**Ausgangstext:**
Urteil vom 6. November 2012
II. sozialrechtliche Abteilung

Besetzung
Bundesrichter U. Meyer, Präsident,
Bundesrichter Kernen, Bundesrichterin Pfiffner Rauber,
Gerichtsschreiber Nussbaumer.

Verfahrensbeteiligte
V.________ vertreten durch
Rechtsanwalt Marcel Baeriswyl,
Beschwerdeführer,

gegen

IV-Stelle Bern, Chutzenstrasse 10, 3007 Bern,
Beschwerdegegnerin.

Gegenstand
Invalidenversicherung,

Beschwerde gegen den Entscheid des Verwaltungsgerichts des Kantons Bern vom 9.
August 2012.

Sachverhalt:

A.
Mit Verfügung vom 17. April 2012 verneinte die IV-Stelle Bern einen Anspruch
des V.________ (geboren 1963) auf eine Invalidenrente nach Ermittlung eines
Invaliditätsgrades von 9 %.

B.
Die hiegegen erhobene Beschwerde wies das Verwaltungsgericht des Kantons Bern
mit Entscheid vom 9. August 2012 ab unter Gewährung der unentgeltlichen
Rechtspflege.

C.
Mit Beschwerde in öffentlich-rechtlichen Angelegenheiten lässt V.________
beantragen, in Aufhebung des vorinstanzlichen Entscheides und der
Verwaltungsverfügung sei ihm die ihm rechtlich zustehende IV-Rente ab
frühestmöglichem Zeitpunkt zuzusprechen. Eventuell sei die IV-Stelle
anzuweisen, die erforderlichen Abklärungen vorzunehmen und ein ergänzendes
medizinisches Gutachten betreffend tatsächliche Arbeitsfähigkeit einzuholen.
Ferner beantragt er die unentgeltliche Prozessführung und Verbeiständung.

Erwägungen:

1.
1.1 Das Bundesgericht legt seinem Urteil den Sachverhalt zugrunde, den die
Vorinstanz festgestellt hat (Art. 105 Abs. 1 BGG). Es kann die
Sachverhaltsfeststellung der Vorinstanz auf Rüge hin oder von Amtes wegen
berichtigen oder ergänzen, wenn sie offensichtlich unrichtig ist oder auf einer
Rechtsverletzung im Sinne von Artikel 95 beruht, und wenn die Behebung des
Mangels für den Ausgang des Verfahrens entscheidend sein kann (Art. 105 Abs. 2
BGG und Art. 97 Abs. 1 BGG). Das Vorliegen dieser Voraussetzungen hat die
Beschwerde führende Person genau darzulegen. Dazu genügt es nicht, einen von
den tatsächlichen Feststellungen der Vorinstanz abweichenden Sachverhalt zu
behaupten oder die eigene Beweiswürdigung zu erläutern (BGE 137 II 353 E. 5.1
S. 356; SVR 2012 BVG Nr. 11 S. 44, 9C_779/2010 E. 1.1.2 [nicht publ. in: BGE
137 V 446]).

**Rohdaten:**
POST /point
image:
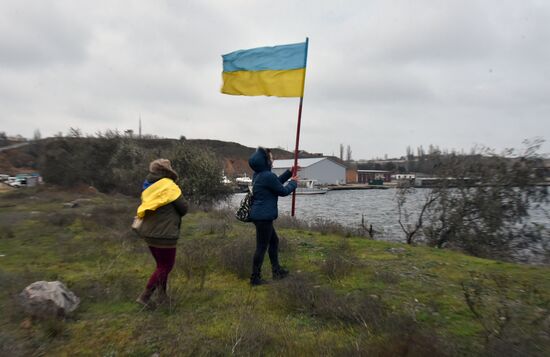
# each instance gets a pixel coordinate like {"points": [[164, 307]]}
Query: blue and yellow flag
{"points": [[273, 71]]}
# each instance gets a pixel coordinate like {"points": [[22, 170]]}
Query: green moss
{"points": [[107, 267]]}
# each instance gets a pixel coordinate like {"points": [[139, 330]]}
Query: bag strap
{"points": [[251, 188]]}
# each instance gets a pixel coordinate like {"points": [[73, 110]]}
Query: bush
{"points": [[300, 293]]}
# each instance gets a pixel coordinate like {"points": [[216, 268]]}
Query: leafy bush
{"points": [[339, 262], [119, 164]]}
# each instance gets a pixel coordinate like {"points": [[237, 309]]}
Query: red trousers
{"points": [[165, 258]]}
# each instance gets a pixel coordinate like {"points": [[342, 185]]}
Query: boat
{"points": [[310, 187]]}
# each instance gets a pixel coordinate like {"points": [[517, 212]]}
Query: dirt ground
{"points": [[4, 187]]}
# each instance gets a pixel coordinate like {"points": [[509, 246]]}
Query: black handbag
{"points": [[243, 212]]}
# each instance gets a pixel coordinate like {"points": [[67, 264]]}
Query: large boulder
{"points": [[48, 299]]}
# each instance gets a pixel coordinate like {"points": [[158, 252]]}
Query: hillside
{"points": [[234, 156], [345, 296]]}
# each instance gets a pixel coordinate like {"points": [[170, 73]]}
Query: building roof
{"points": [[303, 163], [374, 171]]}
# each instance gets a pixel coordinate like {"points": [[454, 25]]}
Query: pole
{"points": [[296, 148]]}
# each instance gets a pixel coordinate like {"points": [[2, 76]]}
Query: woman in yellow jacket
{"points": [[162, 207]]}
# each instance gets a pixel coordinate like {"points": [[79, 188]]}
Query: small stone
{"points": [[48, 299]]}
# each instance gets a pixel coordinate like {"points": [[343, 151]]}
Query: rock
{"points": [[397, 250], [48, 299]]}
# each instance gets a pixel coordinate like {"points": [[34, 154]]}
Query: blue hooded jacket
{"points": [[267, 187]]}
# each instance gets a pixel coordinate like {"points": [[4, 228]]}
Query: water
{"points": [[379, 208]]}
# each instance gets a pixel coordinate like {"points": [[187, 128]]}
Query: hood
{"points": [[259, 161]]}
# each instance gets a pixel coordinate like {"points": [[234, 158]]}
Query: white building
{"points": [[322, 169], [403, 177]]}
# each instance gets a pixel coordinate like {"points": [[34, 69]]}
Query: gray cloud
{"points": [[381, 75]]}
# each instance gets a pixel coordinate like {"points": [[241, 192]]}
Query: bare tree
{"points": [[348, 153], [411, 229]]}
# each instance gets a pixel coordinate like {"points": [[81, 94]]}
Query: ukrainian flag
{"points": [[273, 71]]}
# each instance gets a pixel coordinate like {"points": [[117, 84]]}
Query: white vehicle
{"points": [[15, 184]]}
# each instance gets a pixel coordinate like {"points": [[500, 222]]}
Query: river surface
{"points": [[379, 208]]}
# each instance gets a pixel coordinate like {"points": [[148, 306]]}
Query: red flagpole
{"points": [[296, 149]]}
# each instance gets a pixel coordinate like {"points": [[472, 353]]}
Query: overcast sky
{"points": [[381, 75]]}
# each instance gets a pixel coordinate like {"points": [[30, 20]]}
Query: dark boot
{"points": [[163, 297], [145, 298], [279, 273], [256, 279]]}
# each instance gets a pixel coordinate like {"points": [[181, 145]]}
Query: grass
{"points": [[346, 295]]}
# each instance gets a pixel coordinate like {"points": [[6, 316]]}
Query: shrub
{"points": [[339, 262]]}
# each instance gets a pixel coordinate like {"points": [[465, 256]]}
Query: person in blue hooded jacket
{"points": [[266, 189]]}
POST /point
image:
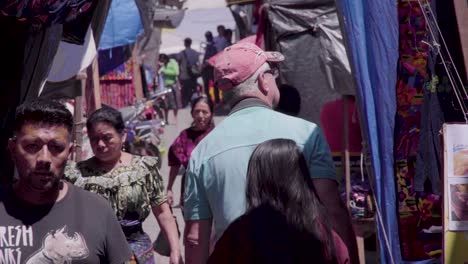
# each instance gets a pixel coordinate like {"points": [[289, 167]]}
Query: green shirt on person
{"points": [[170, 72]]}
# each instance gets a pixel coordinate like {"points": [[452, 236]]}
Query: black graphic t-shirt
{"points": [[81, 228]]}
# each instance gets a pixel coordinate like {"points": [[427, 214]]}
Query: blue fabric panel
{"points": [[371, 33], [123, 25]]}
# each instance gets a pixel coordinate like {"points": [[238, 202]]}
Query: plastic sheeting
{"points": [[123, 25], [371, 31]]}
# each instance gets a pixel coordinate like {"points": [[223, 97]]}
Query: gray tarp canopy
{"points": [[308, 34]]}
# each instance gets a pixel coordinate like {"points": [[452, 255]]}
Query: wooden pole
{"points": [[78, 117], [345, 153], [92, 90], [461, 12], [346, 163], [137, 82]]}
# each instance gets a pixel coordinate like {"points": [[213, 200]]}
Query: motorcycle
{"points": [[145, 126]]}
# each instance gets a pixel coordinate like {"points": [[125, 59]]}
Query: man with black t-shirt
{"points": [[43, 219]]}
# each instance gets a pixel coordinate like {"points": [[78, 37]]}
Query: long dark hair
{"points": [[107, 115], [278, 176]]}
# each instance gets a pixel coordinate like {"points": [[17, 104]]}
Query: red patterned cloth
{"points": [[416, 210], [117, 89]]}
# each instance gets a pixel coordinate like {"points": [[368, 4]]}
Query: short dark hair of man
{"points": [[108, 115], [221, 29], [209, 36], [163, 58], [187, 42], [43, 112]]}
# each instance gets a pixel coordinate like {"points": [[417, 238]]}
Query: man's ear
{"points": [[263, 84], [11, 147]]}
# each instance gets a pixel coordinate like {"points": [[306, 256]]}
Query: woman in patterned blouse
{"points": [[132, 184], [180, 150]]}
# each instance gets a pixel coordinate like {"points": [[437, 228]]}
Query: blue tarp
{"points": [[123, 25], [371, 33]]}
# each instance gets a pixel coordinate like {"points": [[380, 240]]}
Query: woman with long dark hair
{"points": [[285, 221], [132, 184]]}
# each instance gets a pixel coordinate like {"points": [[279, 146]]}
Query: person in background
{"points": [[187, 58], [169, 69], [228, 36], [216, 176], [290, 101], [283, 211], [131, 184], [44, 219], [220, 40], [180, 150], [207, 69]]}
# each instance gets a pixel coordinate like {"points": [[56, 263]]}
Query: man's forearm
{"points": [[197, 241]]}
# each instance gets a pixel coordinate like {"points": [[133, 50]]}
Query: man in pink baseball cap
{"points": [[216, 175]]}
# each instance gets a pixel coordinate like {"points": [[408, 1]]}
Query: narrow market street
{"points": [[170, 133]]}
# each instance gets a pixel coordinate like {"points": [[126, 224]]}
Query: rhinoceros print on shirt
{"points": [[59, 248]]}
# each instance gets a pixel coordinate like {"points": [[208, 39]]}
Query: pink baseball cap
{"points": [[240, 61]]}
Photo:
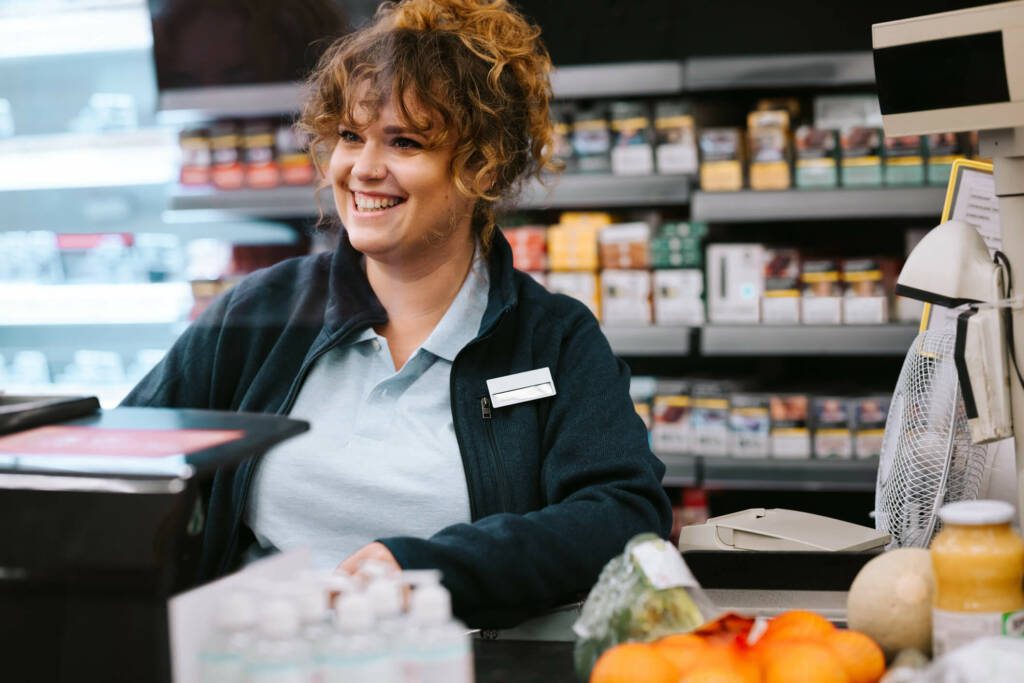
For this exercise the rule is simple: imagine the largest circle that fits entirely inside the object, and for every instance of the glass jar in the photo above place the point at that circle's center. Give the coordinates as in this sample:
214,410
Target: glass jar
979,569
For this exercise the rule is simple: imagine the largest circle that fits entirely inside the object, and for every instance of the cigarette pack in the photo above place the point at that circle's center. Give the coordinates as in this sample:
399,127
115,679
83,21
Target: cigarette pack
780,303
626,297
722,158
791,436
750,426
833,428
679,297
869,424
632,152
582,286
735,282
675,137
821,299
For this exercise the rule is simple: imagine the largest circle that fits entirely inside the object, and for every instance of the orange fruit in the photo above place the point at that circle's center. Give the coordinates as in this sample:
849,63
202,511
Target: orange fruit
861,657
683,649
799,624
633,663
802,662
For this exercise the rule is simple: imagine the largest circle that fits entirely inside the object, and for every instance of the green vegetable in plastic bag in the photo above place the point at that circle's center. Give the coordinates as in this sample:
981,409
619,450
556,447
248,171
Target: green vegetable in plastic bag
643,594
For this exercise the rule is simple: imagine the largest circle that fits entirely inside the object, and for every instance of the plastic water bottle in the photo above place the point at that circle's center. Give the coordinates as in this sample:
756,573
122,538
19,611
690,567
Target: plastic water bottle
353,653
222,655
280,653
437,648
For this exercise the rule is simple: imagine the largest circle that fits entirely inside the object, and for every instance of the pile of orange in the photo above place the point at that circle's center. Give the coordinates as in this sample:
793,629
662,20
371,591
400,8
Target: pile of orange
797,647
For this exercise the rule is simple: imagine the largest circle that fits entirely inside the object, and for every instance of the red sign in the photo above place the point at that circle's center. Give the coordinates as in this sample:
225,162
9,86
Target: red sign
67,440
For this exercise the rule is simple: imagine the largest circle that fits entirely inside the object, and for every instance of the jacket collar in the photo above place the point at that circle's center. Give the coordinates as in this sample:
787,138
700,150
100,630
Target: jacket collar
351,300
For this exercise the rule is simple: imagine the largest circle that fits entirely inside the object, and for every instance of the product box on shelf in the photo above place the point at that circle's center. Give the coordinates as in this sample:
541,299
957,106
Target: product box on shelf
582,286
780,302
791,434
769,144
722,158
679,297
592,140
860,150
632,148
671,419
750,426
626,297
817,158
675,137
833,428
625,246
259,155
227,171
864,301
942,151
710,419
528,245
821,299
678,245
869,425
196,158
904,160
735,283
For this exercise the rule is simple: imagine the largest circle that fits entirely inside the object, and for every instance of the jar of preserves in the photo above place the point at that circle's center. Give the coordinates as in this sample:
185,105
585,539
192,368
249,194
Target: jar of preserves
979,568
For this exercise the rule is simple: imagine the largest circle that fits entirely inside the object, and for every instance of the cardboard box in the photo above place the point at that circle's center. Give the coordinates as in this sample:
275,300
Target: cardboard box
821,299
582,286
722,159
679,297
735,283
675,137
780,302
833,428
817,158
750,426
626,297
869,425
791,435
632,148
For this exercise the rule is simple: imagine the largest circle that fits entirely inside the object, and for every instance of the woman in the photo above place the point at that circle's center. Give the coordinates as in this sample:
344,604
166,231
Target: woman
421,122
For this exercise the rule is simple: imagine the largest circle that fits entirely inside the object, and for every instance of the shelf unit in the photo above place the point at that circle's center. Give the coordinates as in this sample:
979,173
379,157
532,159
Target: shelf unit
779,340
757,206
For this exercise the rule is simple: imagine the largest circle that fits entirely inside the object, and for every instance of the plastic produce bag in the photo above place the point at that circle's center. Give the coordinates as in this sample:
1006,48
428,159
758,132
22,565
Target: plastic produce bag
643,594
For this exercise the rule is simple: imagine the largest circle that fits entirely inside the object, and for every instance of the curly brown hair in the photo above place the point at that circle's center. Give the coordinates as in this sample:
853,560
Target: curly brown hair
478,66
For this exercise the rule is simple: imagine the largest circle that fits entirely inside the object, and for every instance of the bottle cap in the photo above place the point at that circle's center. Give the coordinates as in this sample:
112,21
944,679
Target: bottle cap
354,613
976,513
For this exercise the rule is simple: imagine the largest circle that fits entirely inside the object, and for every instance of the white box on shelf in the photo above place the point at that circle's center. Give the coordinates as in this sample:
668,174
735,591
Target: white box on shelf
735,283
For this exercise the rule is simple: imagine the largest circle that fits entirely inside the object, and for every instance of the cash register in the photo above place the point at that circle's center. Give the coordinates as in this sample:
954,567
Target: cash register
101,520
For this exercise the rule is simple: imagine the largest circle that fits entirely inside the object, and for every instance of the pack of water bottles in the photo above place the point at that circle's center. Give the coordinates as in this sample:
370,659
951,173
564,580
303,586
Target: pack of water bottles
320,628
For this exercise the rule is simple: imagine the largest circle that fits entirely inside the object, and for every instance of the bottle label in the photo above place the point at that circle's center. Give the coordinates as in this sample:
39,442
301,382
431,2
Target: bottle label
663,565
950,630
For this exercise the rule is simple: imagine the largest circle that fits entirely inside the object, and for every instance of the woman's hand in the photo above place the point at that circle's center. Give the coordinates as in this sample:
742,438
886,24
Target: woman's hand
375,552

**Aufgaben:**
1 – Nennen Sie bitte alle Personen, die im Bundesgerichtsurteil zur Invalidenversicherung unter „Besetzung“ aufgeführt sind, jeweils mit ihrer dort angegebenen Funktion.
2 – Setzen Sie das Bundesgerichtsurteil zur Invalidenversicherung im Anschluss an seinen letzten Satz fort.

**Lösungen:**
1 –
- U. Meyer, Bundesrichter, Präsident
- Kernen, Bundesrichter
- Pfiffner Rauber, Bundesrichterin
- Nussbaumer, Gerichtsschreiber

2 –
1.2 Eine Sachverhaltsfeststellung ist nicht schon dann offensichtlich
unrichtig, wenn sich Zweifel anmelden, sondern erst, wenn sie eindeutig und
augenfällig unzutreffend ist (BGE 132 I 42 E. 3.1 S. 44). Es liegt noch keine
offensichtliche Unrichtigkeit vor, nur weil eine andere Lösung ebenfalls in
Betracht fällt, selbst wenn diese als die plausiblere erschiene (vgl. BGE 129 I
8 E. 2.1 S. 9; Urteil 9C_967/2008 vom 5. Januar 2009 E. 5.1). Diese Grundsätze
gelten auch in Bezug auf die konkrete Beweiswürdigung (Urteile 9C_999/2010 vom
14. Februar 2011 E. 1 und 9C_735/2010 vom 21. Oktober 2010 E. 3; SVR 2012 BVG
Nr. 11 S. 44, 9C_779/2010 E. 1.1.1).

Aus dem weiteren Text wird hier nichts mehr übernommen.